University of Edinburgh: Tartan honouring nursing is woven with gratitude

A tartan incorporating the colours of Scotland’s national nurse uniform has been created by nursing students and is the first of its kind to celebrate the profession.

The woven cloth features shades of blue with burgundy detail to echo the official outfits worn by NHS nurses, healthcare assistants and student nurses across the country.

The tartan was conceived by Nursing Studies students at the University, home to the UK’s first nursing degree.

Tartan group
The Nursing Now – Edinburgh Nursing Studies tartan symbolises identity, kinship and solidarity for nurses, according to its registration with the Scottish Register of Tartans.

Celebrating nursing
The colourful project has been developed in partnership with Nursing Now – a global campaign established in 2018 to promote nursing and its vital role in improving health and transforming heathcare – and as part of the International Year of the Nurse and the Midwife, which was designated by the World Health Organisation in 2020 to celebrate and enhance nursing.

The tartan’s launch helps mark the first NHS, Social Care and Frontline Workers’ Day, and the 73rd anniversary of the NHS.

Jamie Smith, a nurse at NHS Lothian and a PhD student at the University, and Georgia Duffy, a former student at Edinburgh and also a nurse in practice at NHS Lothian, initiated the idea for the tartan and its design.

Tartan is such a symbol of kinship which is synonymous with Scotland. We thought by creating this special tartan just for nurses it could help recognise their contribution – a way to support those who are always there to support us.

Jamie Smith
PhD student and nurse
A range of tartan merchandise – including facemasks, lambswool scarfs, shawls, stoles, wraps and tartan ties have been developed.

The products have been curated and finished by Gordon Nicolson Kiltmakers – an exclusive kiltmaker and stockist of tartan on the Royal Mile in Edinburgh. The Kiltmakers also manage the marketing and distribution of The Nursing Tartan, which is exclusively available from the nursing tartan website. ,

The cloth is woven at the world-renowned mill, Lochcarron of Scotland.

People can also show their support for nurses with a charity tartan ribbon available for purchase on the Nursing tartan website.

** Data for analysis **
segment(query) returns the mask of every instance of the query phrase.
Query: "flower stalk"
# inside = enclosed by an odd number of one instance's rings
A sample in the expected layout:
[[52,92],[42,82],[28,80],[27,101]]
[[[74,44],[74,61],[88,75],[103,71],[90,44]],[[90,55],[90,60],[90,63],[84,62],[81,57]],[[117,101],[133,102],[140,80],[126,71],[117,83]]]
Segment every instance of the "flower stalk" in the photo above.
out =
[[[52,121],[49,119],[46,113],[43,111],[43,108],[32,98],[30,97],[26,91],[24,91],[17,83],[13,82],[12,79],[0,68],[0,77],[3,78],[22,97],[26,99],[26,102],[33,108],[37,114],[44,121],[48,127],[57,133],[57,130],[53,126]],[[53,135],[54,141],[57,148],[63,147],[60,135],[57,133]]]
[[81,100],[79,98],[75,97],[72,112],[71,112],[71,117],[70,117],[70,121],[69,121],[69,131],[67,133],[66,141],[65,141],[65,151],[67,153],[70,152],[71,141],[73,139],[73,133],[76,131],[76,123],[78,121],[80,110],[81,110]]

--

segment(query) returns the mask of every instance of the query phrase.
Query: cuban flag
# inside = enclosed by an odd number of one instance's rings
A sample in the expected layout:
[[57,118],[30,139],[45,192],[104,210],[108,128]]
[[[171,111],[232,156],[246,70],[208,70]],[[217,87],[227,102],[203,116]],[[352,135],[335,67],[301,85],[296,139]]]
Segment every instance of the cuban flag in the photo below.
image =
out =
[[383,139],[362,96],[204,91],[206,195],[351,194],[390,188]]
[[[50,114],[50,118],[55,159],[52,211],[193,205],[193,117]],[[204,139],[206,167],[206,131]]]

** Parts of the exercise **
1: Name each item of tartan merchandise that the nursing tartan article says has been developed.
2: Quote the stretch of the nursing tartan article from "University of Edinburgh: Tartan" through "Register of Tartans.".
3: State whether each statement agrees with the nursing tartan article, answering yes or no and quoting the deciding words: (a) The cloth is woven at Lochcarron of Scotland. (b) Nursing Now was established in 2020. (c) The tartan's launch helps mark the 75th anniversary of the NHS.

** Solutions in order **
1: Facemasks, lambswool scarfs, shawls, stoles, wraps, tartan ties

2:
University of Edinburgh: Tartan honouring nursing is woven with gratitude

A tartan incorporating the colours of Scotland’s national nurse uniform has been created by nursing students and is the first of its kind to celebrate the profession.

The woven cloth features shades of blue with burgundy detail to echo the official outfits worn by NHS nurses, healthcare assistants and student nurses across the country.

The tartan was conceived by Nursing Studies students at the University, home to the UK’s first nursing degree.

Tartan group
The Nursing Now – Edinburgh Nursing Studies tartan symbolises identity, kinship and solidarity for nurses, according to its registration with the Scottish Register of Tartans.

3:
(a) Yes: "The cloth is woven at the world-renowned mill, Lochcarron of Scotland."
(b) No: "a global campaign established in 2018"
(c) No: "the 73rd anniversary of the NHS"